**Extracted text**
# question for RED owners.....



## roadandtrail (Oct 4, 2007)

when coasting does your freehub click continuously at an even rate or is is oscillating?


----------



## Retro Grouch (Apr 30, 2002)

I'm not sure that I'm getting the connection between a SRAM Red group equiped bike and noise from your freehub. One shouldn't have anything to do with the other.


----------



## Nic_K. (Jun 11, 2009)

Sounds like you may need to re-grease the pawls in your freehub. I recently bought a set of wheels on closeout (I think they had been sitting around for quite some time) and they had the oscillating clicks; a little dab of new grease and it went away.


----------



## roadandtrail (Oct 4, 2007)

Retro Grouch said:


> I'm not sure that I'm getting the connection between a SRAM Red group equiped bike and noise from your freehub. One shouldn't have anything to do with the other.


youre right. the freehub is made by dt swiss.


----------



## roadandtrail (Oct 4, 2007)

thanks. will try that.


----------



## pdainsworth (Jun 6, 2004)

**Stored rows**

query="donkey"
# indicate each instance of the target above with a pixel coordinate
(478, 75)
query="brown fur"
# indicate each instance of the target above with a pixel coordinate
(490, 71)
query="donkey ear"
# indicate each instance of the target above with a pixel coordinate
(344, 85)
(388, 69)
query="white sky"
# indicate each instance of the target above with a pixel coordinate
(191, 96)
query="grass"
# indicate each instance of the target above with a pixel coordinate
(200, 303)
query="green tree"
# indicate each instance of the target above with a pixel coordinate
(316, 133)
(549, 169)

==

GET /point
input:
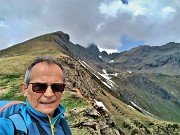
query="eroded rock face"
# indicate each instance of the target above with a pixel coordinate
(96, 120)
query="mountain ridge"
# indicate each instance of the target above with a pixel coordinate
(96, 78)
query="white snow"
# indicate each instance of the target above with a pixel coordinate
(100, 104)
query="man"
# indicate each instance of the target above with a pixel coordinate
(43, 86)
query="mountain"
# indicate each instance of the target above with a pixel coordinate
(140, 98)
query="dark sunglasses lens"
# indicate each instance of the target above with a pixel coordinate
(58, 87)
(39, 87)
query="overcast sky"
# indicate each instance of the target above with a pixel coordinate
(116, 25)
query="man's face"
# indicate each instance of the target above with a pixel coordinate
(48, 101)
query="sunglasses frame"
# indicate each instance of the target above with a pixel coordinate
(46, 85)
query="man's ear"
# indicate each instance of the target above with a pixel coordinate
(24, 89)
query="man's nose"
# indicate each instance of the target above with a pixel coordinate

**Job A**
Answer these questions from the forum thread on freehub noise:
(i) According to roadandtrail, which company makes the freehub?
(ii) What does Nic_K. suggest doing to the freehub?
(iii) How did Nic_K. obtain the set of wheels that had the oscillating clicks?
**Job B**
Write the next portion of the forum thread on freehub noise, starting from its final line.
The records have no connection to the forum thread on freehub noise.

**Task answer A**
(i) DT Swiss.
(ii) Re-grease the pawls in the freehub.
(iii) Nic_K. bought them on closeout.

**Task answer B**
Depending on what DTSwiss hubs you have, it may be a star ratchet, not a pawl system. DT recommends their own grease, which is a little thinner than your typical bearing grease. It's also really expensive, unfortunately.


----------



## roadie01 (Apr 13, 2010)

I've used DT240s hubs for years on my mountain bike and use just thin coat of Park Polylube grease to keep the freehub running smooth. 

If your freehub has pawls do not use to much grease, it can interfere with the pawl engagement. 

If using Mavic freehubs with the poly bushing do not use grease at all. Mavic recomends mineral oil. I use Phil Wood Tenasious oil, it's a little thicker and will not void the warranty.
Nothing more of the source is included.